* **EXTRAIT DU TEXTE**:
LA PETITE VADROUILLE
Justine, son mari et toute leur bande d’amis trouvent une solution pour résoudre leurs problèmes d’argent : organiser une fausse croisière romantique pour Franck, un gros investisseur, qui cherche à séduire une femme.
Critique du film
Tout juste un an après le très mineur Wahou ! Bruno Podalydès revient sur les écrans en bien meilleure forme. À 63 ans, il continue, avec sa bande de complices, à faire le Jacques, bien calé entre le burlesque tendre de Tati et l’aventure buissonnière de Rozier. On retrouve dans La Petite vadrouille ce parfum d’enfance qui rend ses personnages si attachants et pour la première fois, le cinéaste met en scène l’émergence d’une nouvelle génération.
Entourloupette sur la pénichette
Dans Comme un avion, Michel s’offrait une parenthèse égoïste, par plaisir et gôut de l’aventure. Ici, c’est la nécessité qui motive Jocelyn de descendre le canal de Bourgogne à la barre de la Pénichette. Autour de lui, Rosine, Sandra, Caramel et Albin ne s’en sortent pas non plus. On ne tire pas vraiment le diable par la queue, mais les petites dettes entre amis poussent les uns et les autres à la limite de l’honnêteté. Que l’on se rassure, quand Bruno Podalydès évoque une certaine crise, il se tient loin d’une chronique sociale naturaliste. Personne n’est dupe de rien, un sac poubelle n’invisibilise pas le larron et les séances d’hypnose en ligne de Rosine font davantage loucher que dormir. Il n’en reste pas moins que chez ces gens-là, Monsieur, on compte et on négocie. Lorsque Franck, le patron de Justine, pointe le bout de son nez avec ses 14 000 boules, l’occasion est trop belle de ne pas croire au Père Noël. La fine équipe entend se servir sur la bête en toute loyauté et en s’amusant. Il s’agit de lui concocter un week-end insolite et romantique. Podalydès filme la préparation de l’opération comme si les Pieds nickelés s’apprêtaient à dévaliser la Banque de France. Tout le plaisir du début du film réside dans ce décalage, habituel regard amusé du cinéaste pour croquer les splendeurs et misères de la comédie humaine.

* **DONNÉES**:
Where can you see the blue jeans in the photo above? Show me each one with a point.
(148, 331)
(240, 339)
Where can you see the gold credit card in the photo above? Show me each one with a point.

* **TRAVAIL À FAIRE**:
1. Recopiez le passage de la critique du film qui va de « Critique du film » jusqu'à « d’une nouvelle génération. » inclus.
2. Traduisez en anglais cette phrase de la critique du film : « Il s’agit de lui concocter un week-end insolite et romantique. »
Ce matériau provient d'une autre source que la critique du film.

* **RÉSULTATS DES TÂCHES**:
1.
Critique du film
Tout juste un an après le très mineur Wahou ! Bruno Podalydès revient sur les écrans en bien meilleure forme. À 63 ans, il continue, avec sa bande de complices, à faire le Jacques, bien calé entre le burlesque tendre de Tati et l’aventure buissonnière de Rozier. On retrouve dans La Petite vadrouille ce parfum d’enfance qui rend ses personnages si attachants et pour la première fois, le cinéaste met en scène l’émergence d’une nouvelle génération.

2. The idea is to cook up an unusual and romantic weekend for him.